[PROBLEM REQUIREMENTS] Your answer must be the line holding "Question. Put a marker on each instance of the building" followed by every later line through the end of the entries, exactly as written.

[TASK MATERIAL]

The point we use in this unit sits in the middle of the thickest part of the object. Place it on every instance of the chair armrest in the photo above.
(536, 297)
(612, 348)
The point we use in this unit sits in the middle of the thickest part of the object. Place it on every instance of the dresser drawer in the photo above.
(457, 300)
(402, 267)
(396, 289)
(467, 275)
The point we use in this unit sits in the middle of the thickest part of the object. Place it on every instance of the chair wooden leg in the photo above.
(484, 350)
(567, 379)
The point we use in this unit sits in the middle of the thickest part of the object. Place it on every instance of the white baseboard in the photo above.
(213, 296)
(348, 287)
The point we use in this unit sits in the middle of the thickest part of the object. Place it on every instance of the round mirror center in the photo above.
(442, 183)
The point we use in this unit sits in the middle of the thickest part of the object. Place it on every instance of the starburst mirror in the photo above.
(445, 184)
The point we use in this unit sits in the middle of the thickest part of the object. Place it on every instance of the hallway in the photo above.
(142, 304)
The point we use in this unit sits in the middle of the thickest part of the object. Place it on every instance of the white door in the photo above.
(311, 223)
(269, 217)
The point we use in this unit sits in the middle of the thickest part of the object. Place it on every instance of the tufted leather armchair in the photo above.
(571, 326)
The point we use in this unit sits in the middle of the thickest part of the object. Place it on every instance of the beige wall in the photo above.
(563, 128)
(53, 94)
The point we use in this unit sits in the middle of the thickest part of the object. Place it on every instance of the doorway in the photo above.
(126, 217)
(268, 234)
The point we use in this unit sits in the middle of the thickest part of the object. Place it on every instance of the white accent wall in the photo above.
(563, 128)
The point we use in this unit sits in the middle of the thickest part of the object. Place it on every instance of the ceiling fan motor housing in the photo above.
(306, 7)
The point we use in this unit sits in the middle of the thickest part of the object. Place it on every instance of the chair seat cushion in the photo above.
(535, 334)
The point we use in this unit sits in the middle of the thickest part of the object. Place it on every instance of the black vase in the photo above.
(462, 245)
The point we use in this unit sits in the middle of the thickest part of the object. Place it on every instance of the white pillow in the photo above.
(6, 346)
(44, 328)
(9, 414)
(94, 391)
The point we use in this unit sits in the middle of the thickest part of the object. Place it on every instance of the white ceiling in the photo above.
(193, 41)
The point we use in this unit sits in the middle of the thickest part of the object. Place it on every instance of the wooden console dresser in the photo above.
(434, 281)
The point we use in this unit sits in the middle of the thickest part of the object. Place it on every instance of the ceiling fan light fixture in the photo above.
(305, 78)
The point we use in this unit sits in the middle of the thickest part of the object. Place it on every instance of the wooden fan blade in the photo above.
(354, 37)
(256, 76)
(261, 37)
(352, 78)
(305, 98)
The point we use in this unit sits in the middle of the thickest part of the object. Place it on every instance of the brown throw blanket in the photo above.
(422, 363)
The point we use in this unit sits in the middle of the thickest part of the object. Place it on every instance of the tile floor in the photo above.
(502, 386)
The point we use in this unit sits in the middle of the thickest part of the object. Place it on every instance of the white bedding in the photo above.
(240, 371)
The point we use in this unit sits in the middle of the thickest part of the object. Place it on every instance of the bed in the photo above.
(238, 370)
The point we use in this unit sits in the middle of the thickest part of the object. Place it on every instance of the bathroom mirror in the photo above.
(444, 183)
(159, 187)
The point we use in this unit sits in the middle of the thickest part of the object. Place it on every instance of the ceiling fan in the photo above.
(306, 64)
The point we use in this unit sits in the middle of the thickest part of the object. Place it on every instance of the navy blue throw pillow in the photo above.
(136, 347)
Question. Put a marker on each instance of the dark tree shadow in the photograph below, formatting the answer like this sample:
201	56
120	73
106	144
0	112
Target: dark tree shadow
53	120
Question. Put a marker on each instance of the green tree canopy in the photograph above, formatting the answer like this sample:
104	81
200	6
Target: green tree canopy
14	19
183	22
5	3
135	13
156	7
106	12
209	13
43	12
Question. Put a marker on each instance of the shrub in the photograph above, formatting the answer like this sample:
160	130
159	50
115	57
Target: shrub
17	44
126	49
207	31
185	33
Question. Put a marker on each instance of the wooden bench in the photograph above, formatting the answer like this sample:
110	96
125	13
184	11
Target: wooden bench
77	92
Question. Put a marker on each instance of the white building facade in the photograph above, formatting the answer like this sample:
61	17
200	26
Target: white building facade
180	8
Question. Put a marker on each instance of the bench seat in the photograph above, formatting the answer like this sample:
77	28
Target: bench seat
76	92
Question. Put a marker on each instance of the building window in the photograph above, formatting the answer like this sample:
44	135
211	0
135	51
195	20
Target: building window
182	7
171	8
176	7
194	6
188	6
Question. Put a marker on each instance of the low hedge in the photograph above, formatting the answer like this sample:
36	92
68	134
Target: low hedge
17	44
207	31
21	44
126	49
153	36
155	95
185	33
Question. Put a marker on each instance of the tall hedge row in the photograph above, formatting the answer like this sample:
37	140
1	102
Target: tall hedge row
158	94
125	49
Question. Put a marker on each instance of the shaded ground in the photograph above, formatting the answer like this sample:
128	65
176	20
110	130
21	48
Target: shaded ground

[RESULT OF THIS EXERCISE]
Question. Put a marker on each instance of the building window in the photograph above, formatting the answer like this sample:
44	135
211	0
135	51
195	20
Target: building window
182	7
171	8
176	7
194	6
188	6
Question. Put a marker on each instance of the low hedge in the photograph above, formatting the answer like this sample:
36	92
68	134
Target: low hedge
17	44
207	31
21	44
126	49
153	36
155	95
185	33
Question. Put a marker on each instance of the tall hedge row in the photograph above, formatting the answer like this sample:
37	140
1	102
Target: tall hedge row
158	94
125	49
Question. Put a marker on each instance of the shaded ground in the photograph above, formatting the answer like this sample:
128	65
176	20
110	130
21	48
Target: shaded ground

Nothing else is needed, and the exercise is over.